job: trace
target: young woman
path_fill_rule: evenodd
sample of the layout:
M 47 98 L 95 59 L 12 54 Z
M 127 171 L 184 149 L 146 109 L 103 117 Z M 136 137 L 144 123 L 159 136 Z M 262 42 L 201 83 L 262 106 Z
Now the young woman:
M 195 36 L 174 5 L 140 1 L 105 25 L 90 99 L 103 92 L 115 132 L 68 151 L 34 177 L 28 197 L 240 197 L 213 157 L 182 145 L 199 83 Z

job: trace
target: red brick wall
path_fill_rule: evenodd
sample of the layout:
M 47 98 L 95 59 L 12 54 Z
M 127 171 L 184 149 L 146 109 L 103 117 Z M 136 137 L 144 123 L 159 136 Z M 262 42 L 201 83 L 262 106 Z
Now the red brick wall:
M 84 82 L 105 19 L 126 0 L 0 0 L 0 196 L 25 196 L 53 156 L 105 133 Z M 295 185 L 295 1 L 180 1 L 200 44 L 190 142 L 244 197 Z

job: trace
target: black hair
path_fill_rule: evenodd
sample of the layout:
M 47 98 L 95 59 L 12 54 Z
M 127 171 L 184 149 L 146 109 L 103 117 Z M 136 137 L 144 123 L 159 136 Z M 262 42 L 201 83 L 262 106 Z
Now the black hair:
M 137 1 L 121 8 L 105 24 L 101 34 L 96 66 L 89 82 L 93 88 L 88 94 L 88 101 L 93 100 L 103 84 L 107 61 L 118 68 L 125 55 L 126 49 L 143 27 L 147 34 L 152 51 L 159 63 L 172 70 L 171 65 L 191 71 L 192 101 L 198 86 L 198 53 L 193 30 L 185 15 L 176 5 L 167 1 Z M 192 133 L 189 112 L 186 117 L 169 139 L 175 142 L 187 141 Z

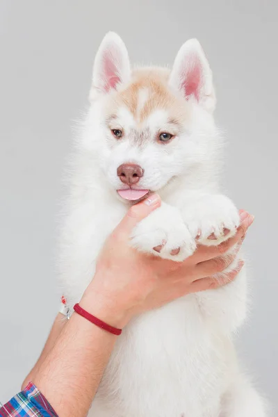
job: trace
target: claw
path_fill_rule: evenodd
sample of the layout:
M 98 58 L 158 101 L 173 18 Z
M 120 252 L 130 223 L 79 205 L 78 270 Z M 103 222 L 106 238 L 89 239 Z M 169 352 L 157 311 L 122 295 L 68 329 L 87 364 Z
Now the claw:
M 171 250 L 170 254 L 171 255 L 177 255 L 179 253 L 179 251 L 181 250 L 180 247 L 177 247 L 177 249 L 173 249 L 172 250 Z
M 223 235 L 224 235 L 224 236 L 227 236 L 227 234 L 229 234 L 230 233 L 230 231 L 230 231 L 230 229 L 227 229 L 227 227 L 224 227 L 224 228 L 223 229 Z
M 215 236 L 214 232 L 208 236 L 208 239 L 210 239 L 211 240 L 217 240 L 217 237 Z
M 158 246 L 155 246 L 154 247 L 153 247 L 153 250 L 155 250 L 156 252 L 158 252 L 158 253 L 160 253 L 161 252 L 161 250 L 163 247 L 163 246 L 165 246 L 165 243 L 166 243 L 166 240 L 165 240 L 163 239 L 162 240 L 161 245 L 158 245 Z

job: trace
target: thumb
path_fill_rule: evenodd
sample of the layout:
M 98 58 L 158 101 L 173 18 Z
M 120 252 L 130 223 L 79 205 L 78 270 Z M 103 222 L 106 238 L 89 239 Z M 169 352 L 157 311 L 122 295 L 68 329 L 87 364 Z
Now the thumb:
M 143 218 L 149 215 L 152 211 L 161 205 L 161 199 L 158 194 L 152 194 L 142 202 L 132 206 L 117 229 L 121 232 L 130 235 L 133 227 Z

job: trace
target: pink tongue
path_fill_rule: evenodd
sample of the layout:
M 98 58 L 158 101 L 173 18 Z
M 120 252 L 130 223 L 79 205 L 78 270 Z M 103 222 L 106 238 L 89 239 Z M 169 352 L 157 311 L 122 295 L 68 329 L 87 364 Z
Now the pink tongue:
M 129 200 L 139 199 L 149 193 L 149 190 L 118 190 L 119 195 L 122 198 Z

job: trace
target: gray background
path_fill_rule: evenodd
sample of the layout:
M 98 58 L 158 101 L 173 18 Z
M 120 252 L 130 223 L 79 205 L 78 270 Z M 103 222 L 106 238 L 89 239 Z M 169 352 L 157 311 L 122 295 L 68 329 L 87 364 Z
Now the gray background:
M 133 61 L 172 63 L 192 37 L 209 58 L 229 140 L 225 184 L 256 215 L 245 243 L 254 308 L 240 350 L 278 411 L 277 8 L 276 0 L 0 2 L 2 402 L 19 390 L 58 308 L 62 167 L 73 120 L 87 104 L 94 55 L 114 30 Z

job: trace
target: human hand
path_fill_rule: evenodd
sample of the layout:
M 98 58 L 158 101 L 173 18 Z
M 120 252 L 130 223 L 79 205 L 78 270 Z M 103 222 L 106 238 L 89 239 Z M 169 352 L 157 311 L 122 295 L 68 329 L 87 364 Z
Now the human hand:
M 80 302 L 87 311 L 111 325 L 122 327 L 140 313 L 190 293 L 224 285 L 243 266 L 243 261 L 239 261 L 236 269 L 224 272 L 235 260 L 254 220 L 254 216 L 244 211 L 240 211 L 241 224 L 234 236 L 218 246 L 198 245 L 194 254 L 183 262 L 146 255 L 131 247 L 130 236 L 134 227 L 161 204 L 159 196 L 152 195 L 130 208 L 107 239 L 94 279 Z M 225 256 L 234 247 L 232 254 Z M 213 277 L 215 274 L 218 279 Z

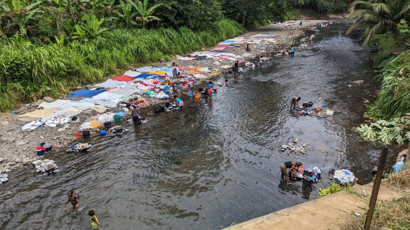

########################################

Task brief ▸
Convert everything from the start of the entries above down to the line containing "M 195 36 L 174" into a JSON list of strings, with one string per line and blank lines omitted.

Task response ▸
[
  "job: trace",
  "target: young woman",
  "path_fill_rule: evenodd",
  "sample of the layout:",
  "M 47 98 L 95 59 L 12 54 Z",
  "M 127 171 L 184 149 L 146 109 L 103 117 Z M 136 137 L 144 123 L 159 136 Z M 262 42 L 201 83 L 262 106 Z",
  "Now the young woman:",
  "M 195 36 L 174 5 L 140 1 L 105 25 L 90 99 L 103 92 L 115 132 L 68 151 L 34 177 L 28 197 L 240 197 L 213 157 L 182 145 L 199 83 Z"
]